_Problem_
Each entry needs to be reproduced exactly, with none left out.

Dataset entries
____________________

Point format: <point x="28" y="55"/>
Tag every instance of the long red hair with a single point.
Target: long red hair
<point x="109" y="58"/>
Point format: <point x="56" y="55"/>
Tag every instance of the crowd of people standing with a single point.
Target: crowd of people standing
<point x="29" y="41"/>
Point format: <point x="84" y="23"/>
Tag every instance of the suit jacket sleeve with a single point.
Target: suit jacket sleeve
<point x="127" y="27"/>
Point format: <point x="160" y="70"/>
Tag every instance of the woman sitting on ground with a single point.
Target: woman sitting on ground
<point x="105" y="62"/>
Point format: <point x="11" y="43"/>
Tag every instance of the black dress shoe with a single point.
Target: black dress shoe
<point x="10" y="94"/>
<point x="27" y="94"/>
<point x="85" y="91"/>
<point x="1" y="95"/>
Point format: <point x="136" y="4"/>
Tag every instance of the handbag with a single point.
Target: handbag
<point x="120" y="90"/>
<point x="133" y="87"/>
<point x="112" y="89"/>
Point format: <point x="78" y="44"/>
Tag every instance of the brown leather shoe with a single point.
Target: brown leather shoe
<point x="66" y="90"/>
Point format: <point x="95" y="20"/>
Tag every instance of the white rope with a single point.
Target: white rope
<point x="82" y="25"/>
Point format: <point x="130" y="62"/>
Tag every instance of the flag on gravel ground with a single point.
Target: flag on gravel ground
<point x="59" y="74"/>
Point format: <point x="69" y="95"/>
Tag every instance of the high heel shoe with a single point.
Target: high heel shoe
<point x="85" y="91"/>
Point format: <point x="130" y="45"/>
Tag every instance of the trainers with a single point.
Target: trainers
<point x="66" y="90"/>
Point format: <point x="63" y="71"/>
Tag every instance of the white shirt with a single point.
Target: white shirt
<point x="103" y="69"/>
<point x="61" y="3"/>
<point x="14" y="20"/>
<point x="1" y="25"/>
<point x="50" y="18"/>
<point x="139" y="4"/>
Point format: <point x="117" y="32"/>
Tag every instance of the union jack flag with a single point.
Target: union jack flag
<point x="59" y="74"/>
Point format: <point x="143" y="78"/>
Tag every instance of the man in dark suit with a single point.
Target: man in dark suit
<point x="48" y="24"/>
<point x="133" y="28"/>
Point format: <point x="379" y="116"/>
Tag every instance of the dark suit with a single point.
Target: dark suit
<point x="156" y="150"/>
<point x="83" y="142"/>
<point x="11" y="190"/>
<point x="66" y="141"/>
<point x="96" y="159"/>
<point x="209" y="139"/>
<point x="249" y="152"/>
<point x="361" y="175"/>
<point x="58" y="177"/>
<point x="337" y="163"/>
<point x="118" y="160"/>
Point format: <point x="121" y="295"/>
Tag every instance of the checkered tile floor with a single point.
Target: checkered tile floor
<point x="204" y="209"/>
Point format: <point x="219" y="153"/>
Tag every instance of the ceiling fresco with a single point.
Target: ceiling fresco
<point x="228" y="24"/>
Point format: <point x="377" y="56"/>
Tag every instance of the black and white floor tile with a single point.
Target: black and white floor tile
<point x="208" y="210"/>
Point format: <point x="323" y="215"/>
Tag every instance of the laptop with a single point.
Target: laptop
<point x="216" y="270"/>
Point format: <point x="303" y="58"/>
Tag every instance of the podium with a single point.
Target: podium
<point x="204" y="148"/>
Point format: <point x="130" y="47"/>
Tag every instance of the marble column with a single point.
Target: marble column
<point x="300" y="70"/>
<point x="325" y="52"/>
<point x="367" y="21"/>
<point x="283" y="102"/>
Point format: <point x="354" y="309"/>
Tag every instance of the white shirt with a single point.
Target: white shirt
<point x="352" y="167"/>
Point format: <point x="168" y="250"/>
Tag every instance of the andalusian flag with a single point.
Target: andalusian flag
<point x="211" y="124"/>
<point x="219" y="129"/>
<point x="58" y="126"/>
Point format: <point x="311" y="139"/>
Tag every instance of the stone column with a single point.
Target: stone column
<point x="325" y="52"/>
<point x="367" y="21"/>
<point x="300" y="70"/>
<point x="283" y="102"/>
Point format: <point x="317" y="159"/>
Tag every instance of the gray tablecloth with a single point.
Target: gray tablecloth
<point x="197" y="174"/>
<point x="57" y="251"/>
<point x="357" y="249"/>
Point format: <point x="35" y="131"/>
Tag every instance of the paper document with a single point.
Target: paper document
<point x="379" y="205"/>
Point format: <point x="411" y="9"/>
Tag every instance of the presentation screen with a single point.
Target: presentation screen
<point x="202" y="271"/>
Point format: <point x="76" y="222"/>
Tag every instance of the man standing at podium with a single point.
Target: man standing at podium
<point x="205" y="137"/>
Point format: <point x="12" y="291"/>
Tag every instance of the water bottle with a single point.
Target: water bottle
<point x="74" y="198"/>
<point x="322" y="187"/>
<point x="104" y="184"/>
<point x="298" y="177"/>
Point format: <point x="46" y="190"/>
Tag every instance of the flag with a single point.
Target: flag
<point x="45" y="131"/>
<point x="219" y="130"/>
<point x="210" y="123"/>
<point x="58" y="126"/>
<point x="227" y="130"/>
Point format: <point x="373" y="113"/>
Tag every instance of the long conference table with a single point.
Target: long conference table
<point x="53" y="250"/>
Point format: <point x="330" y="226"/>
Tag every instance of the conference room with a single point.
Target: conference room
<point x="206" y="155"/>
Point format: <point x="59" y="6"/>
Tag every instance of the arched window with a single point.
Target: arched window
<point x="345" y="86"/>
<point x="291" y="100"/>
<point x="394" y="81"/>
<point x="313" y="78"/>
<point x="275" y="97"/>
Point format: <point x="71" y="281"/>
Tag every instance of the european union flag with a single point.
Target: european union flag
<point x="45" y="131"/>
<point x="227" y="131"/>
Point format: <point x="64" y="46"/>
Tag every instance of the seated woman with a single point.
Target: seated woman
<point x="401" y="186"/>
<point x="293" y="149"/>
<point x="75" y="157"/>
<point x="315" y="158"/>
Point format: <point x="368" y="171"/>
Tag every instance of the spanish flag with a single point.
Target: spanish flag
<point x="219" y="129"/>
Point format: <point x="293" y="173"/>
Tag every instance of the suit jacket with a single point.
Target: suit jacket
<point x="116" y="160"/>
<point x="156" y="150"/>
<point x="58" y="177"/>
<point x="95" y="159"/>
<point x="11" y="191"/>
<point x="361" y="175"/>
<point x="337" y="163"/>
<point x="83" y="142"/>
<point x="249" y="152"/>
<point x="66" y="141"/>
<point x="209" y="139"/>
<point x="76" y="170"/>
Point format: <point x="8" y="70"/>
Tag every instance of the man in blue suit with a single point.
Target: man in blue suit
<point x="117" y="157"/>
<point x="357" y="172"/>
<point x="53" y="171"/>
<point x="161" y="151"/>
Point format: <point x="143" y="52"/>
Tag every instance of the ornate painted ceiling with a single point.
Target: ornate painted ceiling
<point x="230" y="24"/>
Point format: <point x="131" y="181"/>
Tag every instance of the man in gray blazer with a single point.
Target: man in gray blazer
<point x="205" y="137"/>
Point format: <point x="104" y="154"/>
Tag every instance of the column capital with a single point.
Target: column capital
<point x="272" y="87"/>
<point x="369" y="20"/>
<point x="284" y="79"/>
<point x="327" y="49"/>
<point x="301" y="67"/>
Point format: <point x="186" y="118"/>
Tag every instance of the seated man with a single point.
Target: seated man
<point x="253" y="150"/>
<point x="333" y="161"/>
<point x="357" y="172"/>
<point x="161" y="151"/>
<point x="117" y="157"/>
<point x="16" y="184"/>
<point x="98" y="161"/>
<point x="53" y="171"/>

____________________

_Exercise result_
Point format: <point x="28" y="55"/>
Tag every instance of the long red hair with a single point.
Target: long red hair
<point x="109" y="58"/>
Point format: <point x="56" y="55"/>
Tag every instance of the crowd of people standing with a single point.
Target: crowd of people standing
<point x="29" y="41"/>
Point format: <point x="84" y="23"/>
Tag every instance of the suit jacket sleeve with a single point.
Target: suit jacket sleeve
<point x="127" y="27"/>
Point format: <point x="160" y="70"/>
Tag every instance of the woman sitting on ground with a single point.
Target: woman sitting on ground
<point x="105" y="62"/>
Point format: <point x="11" y="43"/>
Tag every instance of the black dress shoe with a single point.
Target: black dress shoe
<point x="10" y="94"/>
<point x="27" y="94"/>
<point x="85" y="91"/>
<point x="1" y="95"/>
Point format: <point x="136" y="4"/>
Tag every instance of the handbag with a single point.
Target: handbag
<point x="120" y="90"/>
<point x="133" y="87"/>
<point x="112" y="89"/>
Point format: <point x="78" y="44"/>
Tag every instance of the brown leather shoe with a single point.
Target: brown leather shoe
<point x="66" y="90"/>
Point format: <point x="95" y="20"/>
Tag every instance of the white rope with a single point.
Target: white rope
<point x="82" y="25"/>
Point format: <point x="130" y="62"/>
Tag every instance of the flag on gravel ground with a single point.
Target: flag on gravel ground
<point x="59" y="74"/>
Point format: <point x="69" y="95"/>
Tag every instance of the high heel shoe with a single point.
Target: high heel shoe
<point x="85" y="91"/>
Point format: <point x="130" y="45"/>
Tag every instance of the trainers with a single point.
Target: trainers
<point x="66" y="90"/>
Point format: <point x="63" y="71"/>
Tag every instance of the white shirt with a single point.
Target: white shirt
<point x="103" y="69"/>
<point x="61" y="3"/>
<point x="14" y="20"/>
<point x="1" y="25"/>
<point x="50" y="18"/>
<point x="139" y="4"/>
Point format: <point x="117" y="32"/>
Tag every instance of the union jack flag with a single point.
Target: union jack flag
<point x="59" y="74"/>
Point format: <point x="143" y="78"/>
Tag every instance of the man in dark suit with a single point.
Target: man in dark suit
<point x="48" y="24"/>
<point x="133" y="28"/>
Point format: <point x="379" y="116"/>
Tag every instance of the dark suit with a single point.
Target: dark suit
<point x="156" y="150"/>
<point x="83" y="142"/>
<point x="11" y="190"/>
<point x="66" y="141"/>
<point x="96" y="159"/>
<point x="209" y="139"/>
<point x="249" y="152"/>
<point x="361" y="175"/>
<point x="58" y="177"/>
<point x="337" y="163"/>
<point x="118" y="160"/>
Point format: <point x="121" y="295"/>
Tag every instance of the checkered tile floor with a single point.
Target: checkered tile floor
<point x="204" y="209"/>
Point format: <point x="219" y="153"/>
Tag every instance of the ceiling fresco with a single point.
Target: ceiling fresco
<point x="228" y="24"/>
Point format: <point x="377" y="56"/>
Tag every instance of the black and white floor tile with a single point.
Target: black and white floor tile
<point x="208" y="210"/>
Point format: <point x="323" y="215"/>
Tag every instance of the laptop with a single point.
Target: laptop
<point x="216" y="270"/>
Point format: <point x="303" y="58"/>
Tag every instance of the podium with a single point.
Target: podium
<point x="204" y="148"/>
Point format: <point x="130" y="47"/>
Tag every instance of the marble column with a single point.
Target: marble column
<point x="300" y="70"/>
<point x="325" y="52"/>
<point x="367" y="21"/>
<point x="283" y="102"/>
Point format: <point x="354" y="309"/>
Tag every instance of the white shirt with a single point.
Target: white shirt
<point x="352" y="167"/>
Point format: <point x="168" y="250"/>
Tag every instance of the andalusian flag with a single point.
Target: andalusian flag
<point x="211" y="124"/>
<point x="219" y="129"/>
<point x="58" y="126"/>
Point format: <point x="311" y="139"/>
Tag every instance of the stone column with a single point.
Target: stone column
<point x="325" y="52"/>
<point x="367" y="21"/>
<point x="300" y="70"/>
<point x="283" y="102"/>
Point format: <point x="317" y="159"/>
Tag every instance of the gray tablecloth with a single point.
Target: gray tablecloth
<point x="197" y="174"/>
<point x="57" y="251"/>
<point x="357" y="249"/>
Point format: <point x="35" y="131"/>
Tag every instance of the paper document with a single point.
Target: paper document
<point x="379" y="205"/>
Point format: <point x="411" y="9"/>
Tag every instance of the presentation screen with a single point.
Target: presentation screen
<point x="202" y="271"/>
Point format: <point x="76" y="222"/>
Tag every instance of the man standing at podium with a single point.
Target: man standing at podium
<point x="205" y="137"/>
Point format: <point x="12" y="291"/>
Tag every instance of the water bottle with a single point.
Target: water bottle
<point x="74" y="198"/>
<point x="322" y="187"/>
<point x="104" y="184"/>
<point x="298" y="177"/>
Point format: <point x="46" y="190"/>
Tag every instance of the flag with a single point.
Target: flag
<point x="45" y="131"/>
<point x="219" y="130"/>
<point x="210" y="123"/>
<point x="58" y="126"/>
<point x="227" y="130"/>
Point format: <point x="373" y="113"/>
Tag every instance of the long conference table with a single point.
Target: long conference table
<point x="53" y="250"/>
Point format: <point x="330" y="226"/>
Tag every instance of the conference room with a single point.
Target: conference room
<point x="206" y="155"/>
Point format: <point x="59" y="6"/>
Tag every instance of the arched window with a single point.
Target: arched window
<point x="345" y="86"/>
<point x="291" y="100"/>
<point x="394" y="81"/>
<point x="313" y="78"/>
<point x="275" y="97"/>
Point format: <point x="71" y="281"/>
Tag every instance of the european union flag with a single point.
Target: european union flag
<point x="45" y="131"/>
<point x="227" y="131"/>
Point format: <point x="64" y="46"/>
Tag every instance of the seated woman with a single point.
Target: seated woman
<point x="401" y="186"/>
<point x="293" y="149"/>
<point x="75" y="157"/>
<point x="315" y="158"/>
Point format: <point x="368" y="171"/>
Tag every instance of the spanish flag with a single point.
Target: spanish flag
<point x="219" y="129"/>
Point format: <point x="293" y="173"/>
Tag every instance of the suit jacket with a single point.
Target: suit jacket
<point x="116" y="160"/>
<point x="156" y="150"/>
<point x="58" y="177"/>
<point x="95" y="159"/>
<point x="11" y="191"/>
<point x="361" y="175"/>
<point x="337" y="163"/>
<point x="83" y="142"/>
<point x="249" y="152"/>
<point x="66" y="141"/>
<point x="209" y="139"/>
<point x="76" y="170"/>
Point format: <point x="8" y="70"/>
Tag every instance of the man in blue suit with a single point.
Target: man in blue suit
<point x="117" y="157"/>
<point x="357" y="172"/>
<point x="53" y="171"/>
<point x="161" y="151"/>
Point format: <point x="143" y="52"/>
Tag every instance of the ornate painted ceiling with a single point.
Target: ornate painted ceiling
<point x="230" y="24"/>
Point format: <point x="131" y="181"/>
Tag every instance of the man in gray blazer with a single point.
Target: man in gray blazer
<point x="205" y="137"/>
Point format: <point x="104" y="154"/>
Tag every instance of the column capital with a single point.
Target: column capital
<point x="272" y="87"/>
<point x="369" y="20"/>
<point x="284" y="79"/>
<point x="327" y="49"/>
<point x="301" y="67"/>
Point format: <point x="186" y="118"/>
Tag every instance of the seated man with a single point.
Target: seated man
<point x="253" y="150"/>
<point x="333" y="161"/>
<point x="357" y="172"/>
<point x="161" y="151"/>
<point x="117" y="157"/>
<point x="16" y="184"/>
<point x="98" y="161"/>
<point x="53" y="171"/>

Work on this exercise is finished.